(Data shown begins)

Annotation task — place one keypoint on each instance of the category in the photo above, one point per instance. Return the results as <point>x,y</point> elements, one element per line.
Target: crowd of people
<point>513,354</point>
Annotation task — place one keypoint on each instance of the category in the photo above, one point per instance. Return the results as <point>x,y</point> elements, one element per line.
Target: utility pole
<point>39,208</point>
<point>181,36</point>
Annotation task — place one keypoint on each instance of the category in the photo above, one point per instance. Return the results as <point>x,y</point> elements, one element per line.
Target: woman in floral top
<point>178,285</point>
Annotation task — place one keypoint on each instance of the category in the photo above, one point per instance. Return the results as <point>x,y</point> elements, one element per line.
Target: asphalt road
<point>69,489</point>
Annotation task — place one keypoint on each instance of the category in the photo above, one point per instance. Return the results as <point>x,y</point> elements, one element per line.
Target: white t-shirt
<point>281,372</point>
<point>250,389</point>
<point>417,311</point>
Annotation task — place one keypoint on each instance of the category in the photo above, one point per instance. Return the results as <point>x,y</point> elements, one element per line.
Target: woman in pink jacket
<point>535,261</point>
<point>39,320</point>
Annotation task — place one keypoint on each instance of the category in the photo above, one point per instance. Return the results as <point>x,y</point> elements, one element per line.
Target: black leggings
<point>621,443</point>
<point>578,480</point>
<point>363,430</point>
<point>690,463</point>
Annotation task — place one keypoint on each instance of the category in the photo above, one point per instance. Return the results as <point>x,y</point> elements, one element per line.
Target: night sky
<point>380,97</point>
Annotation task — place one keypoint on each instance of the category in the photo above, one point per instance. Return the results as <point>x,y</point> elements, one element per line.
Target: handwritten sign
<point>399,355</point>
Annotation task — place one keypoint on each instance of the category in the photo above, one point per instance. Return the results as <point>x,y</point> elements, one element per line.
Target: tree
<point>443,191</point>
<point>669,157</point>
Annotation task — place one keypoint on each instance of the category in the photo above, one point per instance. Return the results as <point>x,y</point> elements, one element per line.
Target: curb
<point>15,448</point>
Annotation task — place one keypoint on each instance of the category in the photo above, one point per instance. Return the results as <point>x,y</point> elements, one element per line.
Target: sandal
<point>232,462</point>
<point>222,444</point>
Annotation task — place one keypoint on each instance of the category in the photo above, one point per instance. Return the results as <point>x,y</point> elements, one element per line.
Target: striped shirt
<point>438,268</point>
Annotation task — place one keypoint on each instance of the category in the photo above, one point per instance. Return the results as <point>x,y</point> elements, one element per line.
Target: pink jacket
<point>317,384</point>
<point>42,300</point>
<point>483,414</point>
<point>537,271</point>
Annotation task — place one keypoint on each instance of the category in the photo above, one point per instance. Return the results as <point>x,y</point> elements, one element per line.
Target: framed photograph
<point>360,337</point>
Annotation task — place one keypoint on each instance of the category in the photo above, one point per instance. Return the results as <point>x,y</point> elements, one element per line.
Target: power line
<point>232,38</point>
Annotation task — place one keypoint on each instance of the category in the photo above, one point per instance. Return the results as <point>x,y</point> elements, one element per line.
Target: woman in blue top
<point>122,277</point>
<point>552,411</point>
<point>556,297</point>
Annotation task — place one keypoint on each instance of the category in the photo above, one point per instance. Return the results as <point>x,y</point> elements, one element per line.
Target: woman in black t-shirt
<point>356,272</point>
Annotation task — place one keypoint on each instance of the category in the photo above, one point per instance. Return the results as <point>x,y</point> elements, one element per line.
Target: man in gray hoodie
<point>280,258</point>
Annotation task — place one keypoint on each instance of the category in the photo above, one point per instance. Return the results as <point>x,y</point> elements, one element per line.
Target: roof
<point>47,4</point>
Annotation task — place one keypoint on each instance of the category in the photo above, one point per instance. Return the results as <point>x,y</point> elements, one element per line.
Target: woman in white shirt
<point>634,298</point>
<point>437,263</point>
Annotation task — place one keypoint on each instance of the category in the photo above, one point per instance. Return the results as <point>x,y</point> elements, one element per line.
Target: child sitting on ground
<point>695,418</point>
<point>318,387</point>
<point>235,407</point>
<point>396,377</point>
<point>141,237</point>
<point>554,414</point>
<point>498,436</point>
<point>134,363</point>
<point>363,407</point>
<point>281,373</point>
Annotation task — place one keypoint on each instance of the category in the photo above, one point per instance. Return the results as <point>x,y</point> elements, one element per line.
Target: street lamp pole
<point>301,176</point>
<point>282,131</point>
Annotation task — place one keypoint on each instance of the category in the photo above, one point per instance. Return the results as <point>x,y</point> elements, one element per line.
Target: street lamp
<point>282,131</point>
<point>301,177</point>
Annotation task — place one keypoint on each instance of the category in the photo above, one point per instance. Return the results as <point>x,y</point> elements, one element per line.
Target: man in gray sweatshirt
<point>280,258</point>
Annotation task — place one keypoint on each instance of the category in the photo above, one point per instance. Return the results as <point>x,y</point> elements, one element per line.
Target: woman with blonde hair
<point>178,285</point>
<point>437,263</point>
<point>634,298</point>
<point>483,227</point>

(Data shown ends)
(Data shown begins)

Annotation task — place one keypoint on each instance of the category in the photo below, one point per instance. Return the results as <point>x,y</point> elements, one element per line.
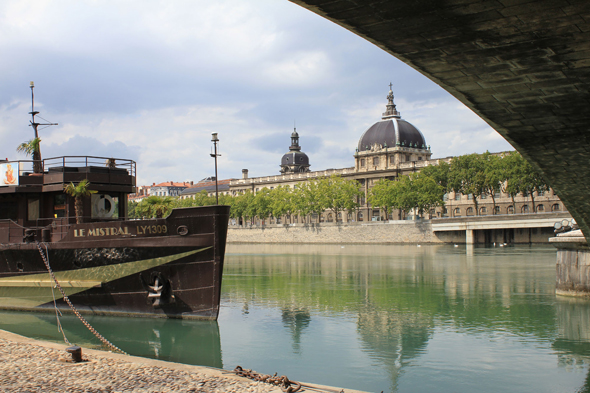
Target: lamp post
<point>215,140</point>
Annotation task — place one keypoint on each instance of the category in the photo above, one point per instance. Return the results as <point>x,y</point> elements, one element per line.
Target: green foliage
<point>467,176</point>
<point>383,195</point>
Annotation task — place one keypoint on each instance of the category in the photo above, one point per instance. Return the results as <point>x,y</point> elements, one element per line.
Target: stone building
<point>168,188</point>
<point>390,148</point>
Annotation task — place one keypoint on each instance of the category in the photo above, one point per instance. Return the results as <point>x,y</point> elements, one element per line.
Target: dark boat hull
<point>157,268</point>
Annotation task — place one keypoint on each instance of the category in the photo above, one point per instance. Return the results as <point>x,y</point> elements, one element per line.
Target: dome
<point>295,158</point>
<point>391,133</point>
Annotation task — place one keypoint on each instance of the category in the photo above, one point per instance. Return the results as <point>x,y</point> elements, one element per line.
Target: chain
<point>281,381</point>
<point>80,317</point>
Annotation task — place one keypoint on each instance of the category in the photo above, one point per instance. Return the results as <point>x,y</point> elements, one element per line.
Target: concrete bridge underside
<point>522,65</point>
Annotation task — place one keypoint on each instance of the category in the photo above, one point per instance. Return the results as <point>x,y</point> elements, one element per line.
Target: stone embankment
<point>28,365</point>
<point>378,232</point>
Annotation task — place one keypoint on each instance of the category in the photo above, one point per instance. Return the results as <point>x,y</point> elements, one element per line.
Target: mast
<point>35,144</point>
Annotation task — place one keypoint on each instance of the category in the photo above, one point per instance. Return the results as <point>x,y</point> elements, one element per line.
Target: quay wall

(Data shown ends)

Assignment: The stretch of entries above that starts with the line containing "Target: dome" and goes on through the line containing "Target: quay wall" is to be transcribed exactly, and no other line is to be transcribed.

Your response:
Target: dome
<point>295,158</point>
<point>391,133</point>
Annotation task — place one keypoint on each instance of the category in the photo above, one point per instance. Return the results as <point>x,y</point> elements, one element per line.
Target: chain
<point>281,381</point>
<point>80,317</point>
Annotation task — place one keypoint on each instance of the category in the photo above, one point per instance. Return the results as <point>x,y</point> elements, one element per line.
Target: concrete bridge underside
<point>522,65</point>
Annotation task — place one keypoint on each instance of the category in the photo above, one point per instance. Return the results as <point>x,y</point> elements, one element per line.
Target: stone embankment
<point>28,365</point>
<point>378,232</point>
Annotation task — place one keypoint on each instance of the category in the photo above, one point per instance. Return the results as <point>x,y</point> elements, one element per line.
Target: mast
<point>35,144</point>
Annotation task — place one keypoint on each instance of the category in the photo above, one point per instance. Return the results as <point>x,y</point> elements, one element per line.
Target: quay wall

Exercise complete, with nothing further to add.